TASK OBJECTIVE - Copy the lines of the listing below exactly as they appear, starting with the line that contains "Target: building facade" and running through the end of the listing, with both ends included.

DATA EXCERPTS -

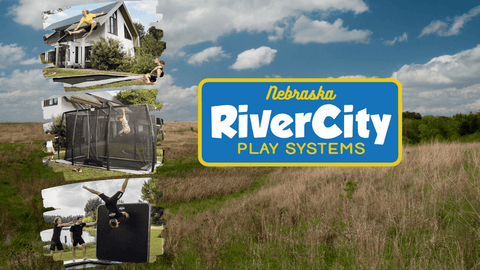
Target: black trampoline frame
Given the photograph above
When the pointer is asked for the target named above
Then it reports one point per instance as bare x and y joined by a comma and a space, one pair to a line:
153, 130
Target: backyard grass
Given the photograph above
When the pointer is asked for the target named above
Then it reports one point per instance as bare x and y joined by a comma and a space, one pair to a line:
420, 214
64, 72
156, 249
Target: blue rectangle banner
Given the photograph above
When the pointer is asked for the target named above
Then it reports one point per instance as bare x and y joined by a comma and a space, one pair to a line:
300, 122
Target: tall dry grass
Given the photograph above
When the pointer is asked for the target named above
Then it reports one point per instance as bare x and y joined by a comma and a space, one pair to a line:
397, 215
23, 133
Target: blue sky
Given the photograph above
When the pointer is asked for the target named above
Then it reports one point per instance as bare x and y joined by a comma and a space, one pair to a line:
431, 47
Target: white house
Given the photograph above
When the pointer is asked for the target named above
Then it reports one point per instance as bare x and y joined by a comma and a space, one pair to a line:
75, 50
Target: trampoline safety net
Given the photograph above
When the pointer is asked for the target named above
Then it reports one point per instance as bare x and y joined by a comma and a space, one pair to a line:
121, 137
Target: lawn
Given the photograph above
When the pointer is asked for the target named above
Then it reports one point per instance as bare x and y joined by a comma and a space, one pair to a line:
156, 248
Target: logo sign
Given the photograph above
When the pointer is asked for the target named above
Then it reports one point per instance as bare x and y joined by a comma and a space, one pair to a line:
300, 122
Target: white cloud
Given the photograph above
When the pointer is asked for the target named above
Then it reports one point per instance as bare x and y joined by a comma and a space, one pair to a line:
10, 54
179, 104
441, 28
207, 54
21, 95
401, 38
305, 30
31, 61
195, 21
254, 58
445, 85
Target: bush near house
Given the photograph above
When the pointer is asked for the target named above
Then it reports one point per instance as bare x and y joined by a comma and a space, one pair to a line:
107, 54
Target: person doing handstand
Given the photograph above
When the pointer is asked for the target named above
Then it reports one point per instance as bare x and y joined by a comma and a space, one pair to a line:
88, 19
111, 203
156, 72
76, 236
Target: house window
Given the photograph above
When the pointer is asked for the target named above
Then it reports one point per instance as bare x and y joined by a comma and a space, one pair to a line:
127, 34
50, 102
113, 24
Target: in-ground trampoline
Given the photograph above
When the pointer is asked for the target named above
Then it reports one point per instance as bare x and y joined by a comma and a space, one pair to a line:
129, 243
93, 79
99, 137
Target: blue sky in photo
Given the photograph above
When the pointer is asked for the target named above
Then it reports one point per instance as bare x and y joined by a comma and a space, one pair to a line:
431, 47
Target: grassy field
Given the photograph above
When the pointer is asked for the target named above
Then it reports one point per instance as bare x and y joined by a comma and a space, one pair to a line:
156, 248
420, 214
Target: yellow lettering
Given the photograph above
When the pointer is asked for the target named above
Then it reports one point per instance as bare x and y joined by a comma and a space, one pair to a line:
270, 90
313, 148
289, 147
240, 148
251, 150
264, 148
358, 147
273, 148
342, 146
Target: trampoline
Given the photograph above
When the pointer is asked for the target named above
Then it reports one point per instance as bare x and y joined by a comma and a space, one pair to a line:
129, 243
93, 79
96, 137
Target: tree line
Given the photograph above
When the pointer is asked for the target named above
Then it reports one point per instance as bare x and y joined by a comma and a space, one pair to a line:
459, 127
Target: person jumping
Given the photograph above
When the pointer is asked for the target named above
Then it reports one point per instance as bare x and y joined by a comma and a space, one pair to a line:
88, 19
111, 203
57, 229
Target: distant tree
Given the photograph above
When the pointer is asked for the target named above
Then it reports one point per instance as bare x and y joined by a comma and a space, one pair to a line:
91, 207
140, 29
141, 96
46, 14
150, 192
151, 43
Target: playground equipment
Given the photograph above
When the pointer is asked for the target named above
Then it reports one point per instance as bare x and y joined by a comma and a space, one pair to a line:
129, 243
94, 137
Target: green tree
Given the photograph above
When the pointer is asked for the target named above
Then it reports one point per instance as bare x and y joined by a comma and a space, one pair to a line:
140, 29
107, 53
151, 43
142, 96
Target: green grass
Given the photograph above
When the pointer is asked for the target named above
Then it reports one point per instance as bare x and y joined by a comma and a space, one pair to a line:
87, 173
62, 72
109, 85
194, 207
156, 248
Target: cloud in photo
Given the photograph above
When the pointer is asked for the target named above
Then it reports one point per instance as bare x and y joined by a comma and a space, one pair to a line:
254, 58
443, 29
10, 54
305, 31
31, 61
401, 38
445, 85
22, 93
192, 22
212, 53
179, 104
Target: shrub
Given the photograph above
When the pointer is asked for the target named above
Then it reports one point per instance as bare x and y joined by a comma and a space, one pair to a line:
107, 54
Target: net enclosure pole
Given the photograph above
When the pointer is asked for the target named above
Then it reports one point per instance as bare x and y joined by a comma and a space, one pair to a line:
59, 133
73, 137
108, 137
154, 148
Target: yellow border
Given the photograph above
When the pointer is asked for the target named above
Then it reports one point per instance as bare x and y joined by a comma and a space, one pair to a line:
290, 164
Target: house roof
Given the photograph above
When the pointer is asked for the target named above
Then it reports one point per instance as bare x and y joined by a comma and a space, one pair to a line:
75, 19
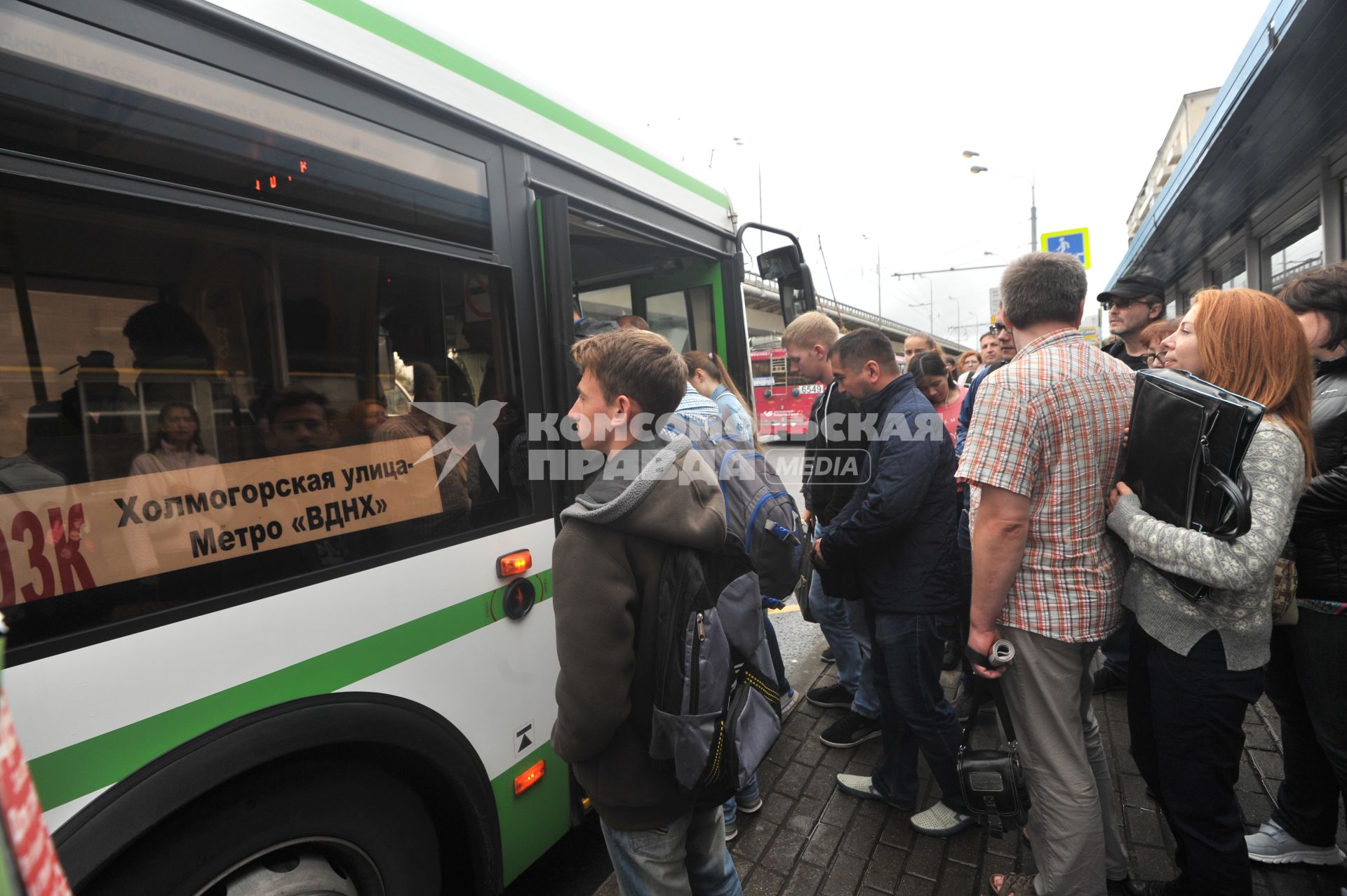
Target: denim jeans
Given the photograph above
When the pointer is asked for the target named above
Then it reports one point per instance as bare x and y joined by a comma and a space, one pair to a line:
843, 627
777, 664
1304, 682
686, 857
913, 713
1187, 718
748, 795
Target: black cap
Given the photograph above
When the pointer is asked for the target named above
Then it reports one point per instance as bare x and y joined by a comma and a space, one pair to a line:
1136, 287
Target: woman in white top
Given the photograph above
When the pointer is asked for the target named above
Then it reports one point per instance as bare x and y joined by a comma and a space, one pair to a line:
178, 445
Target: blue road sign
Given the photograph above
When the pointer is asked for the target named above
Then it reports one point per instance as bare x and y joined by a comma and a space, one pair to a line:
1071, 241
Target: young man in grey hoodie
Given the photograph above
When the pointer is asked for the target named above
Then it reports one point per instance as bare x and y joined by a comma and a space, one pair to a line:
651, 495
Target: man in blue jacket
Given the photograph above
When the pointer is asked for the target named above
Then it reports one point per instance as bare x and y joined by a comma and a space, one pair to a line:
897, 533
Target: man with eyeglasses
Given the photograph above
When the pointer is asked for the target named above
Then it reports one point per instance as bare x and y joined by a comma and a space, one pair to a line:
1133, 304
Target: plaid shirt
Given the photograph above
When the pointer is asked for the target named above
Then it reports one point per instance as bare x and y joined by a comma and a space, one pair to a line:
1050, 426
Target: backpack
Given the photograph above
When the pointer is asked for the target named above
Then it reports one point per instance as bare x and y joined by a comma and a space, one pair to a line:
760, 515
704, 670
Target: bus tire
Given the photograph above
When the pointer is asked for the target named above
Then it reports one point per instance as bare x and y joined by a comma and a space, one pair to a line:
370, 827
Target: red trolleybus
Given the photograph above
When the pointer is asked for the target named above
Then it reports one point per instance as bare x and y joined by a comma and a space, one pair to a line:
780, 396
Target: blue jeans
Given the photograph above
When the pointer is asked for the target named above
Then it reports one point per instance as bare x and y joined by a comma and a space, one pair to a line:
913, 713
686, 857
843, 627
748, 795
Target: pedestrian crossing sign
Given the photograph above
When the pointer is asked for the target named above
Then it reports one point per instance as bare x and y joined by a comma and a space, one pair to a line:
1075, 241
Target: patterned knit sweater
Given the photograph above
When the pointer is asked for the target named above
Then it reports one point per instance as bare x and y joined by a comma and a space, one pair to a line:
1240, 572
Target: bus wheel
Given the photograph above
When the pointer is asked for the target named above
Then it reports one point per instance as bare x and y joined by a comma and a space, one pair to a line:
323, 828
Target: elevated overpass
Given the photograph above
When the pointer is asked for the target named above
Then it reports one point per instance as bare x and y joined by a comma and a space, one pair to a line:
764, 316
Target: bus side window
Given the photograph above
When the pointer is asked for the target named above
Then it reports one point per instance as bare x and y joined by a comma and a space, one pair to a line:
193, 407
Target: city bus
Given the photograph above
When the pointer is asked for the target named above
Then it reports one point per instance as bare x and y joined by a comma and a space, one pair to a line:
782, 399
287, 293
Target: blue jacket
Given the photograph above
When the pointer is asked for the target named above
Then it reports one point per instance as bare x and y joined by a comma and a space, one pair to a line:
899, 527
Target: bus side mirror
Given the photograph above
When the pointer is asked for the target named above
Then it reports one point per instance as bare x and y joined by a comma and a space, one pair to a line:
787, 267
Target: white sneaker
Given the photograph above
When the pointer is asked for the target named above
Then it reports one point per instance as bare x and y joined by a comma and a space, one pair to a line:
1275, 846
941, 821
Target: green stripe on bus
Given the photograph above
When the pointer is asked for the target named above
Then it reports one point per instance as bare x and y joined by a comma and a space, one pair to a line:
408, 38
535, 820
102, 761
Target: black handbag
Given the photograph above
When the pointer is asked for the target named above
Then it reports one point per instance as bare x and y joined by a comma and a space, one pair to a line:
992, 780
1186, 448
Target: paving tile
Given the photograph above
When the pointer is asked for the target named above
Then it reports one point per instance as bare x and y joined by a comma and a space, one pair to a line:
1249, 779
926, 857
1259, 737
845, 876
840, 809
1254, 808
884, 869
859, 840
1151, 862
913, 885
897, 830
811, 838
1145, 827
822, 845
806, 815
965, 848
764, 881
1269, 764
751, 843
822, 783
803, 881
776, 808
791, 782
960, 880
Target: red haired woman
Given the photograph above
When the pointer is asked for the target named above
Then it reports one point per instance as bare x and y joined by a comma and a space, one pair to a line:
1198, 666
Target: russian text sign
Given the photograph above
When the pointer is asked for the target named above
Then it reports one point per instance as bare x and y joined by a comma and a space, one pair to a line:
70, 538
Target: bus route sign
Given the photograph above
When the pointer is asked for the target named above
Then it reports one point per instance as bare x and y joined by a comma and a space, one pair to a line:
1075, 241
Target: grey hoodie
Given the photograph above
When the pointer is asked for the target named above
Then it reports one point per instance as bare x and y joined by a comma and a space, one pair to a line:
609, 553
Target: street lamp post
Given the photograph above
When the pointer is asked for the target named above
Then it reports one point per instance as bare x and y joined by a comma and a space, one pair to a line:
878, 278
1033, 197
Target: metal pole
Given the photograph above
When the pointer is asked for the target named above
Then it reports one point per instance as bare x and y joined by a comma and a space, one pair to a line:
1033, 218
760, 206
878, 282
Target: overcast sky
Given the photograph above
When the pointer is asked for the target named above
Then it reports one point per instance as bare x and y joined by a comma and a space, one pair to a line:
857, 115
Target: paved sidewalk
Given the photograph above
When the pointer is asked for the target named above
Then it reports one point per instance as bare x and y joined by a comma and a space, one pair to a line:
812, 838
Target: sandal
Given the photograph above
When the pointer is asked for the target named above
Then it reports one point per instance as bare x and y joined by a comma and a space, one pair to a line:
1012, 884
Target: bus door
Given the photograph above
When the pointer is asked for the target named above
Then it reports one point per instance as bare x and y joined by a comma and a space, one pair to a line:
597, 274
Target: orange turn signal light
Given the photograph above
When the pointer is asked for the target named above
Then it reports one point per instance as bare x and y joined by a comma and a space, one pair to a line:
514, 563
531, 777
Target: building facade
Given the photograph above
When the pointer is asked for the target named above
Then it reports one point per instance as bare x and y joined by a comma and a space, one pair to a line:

ANSWER BELOW -
Target: building facade
Given the photograph above
When the pointer is asked for the target named above
Then it reports one point per instance as bare x and y joined by a comma and a space, one pair to a line:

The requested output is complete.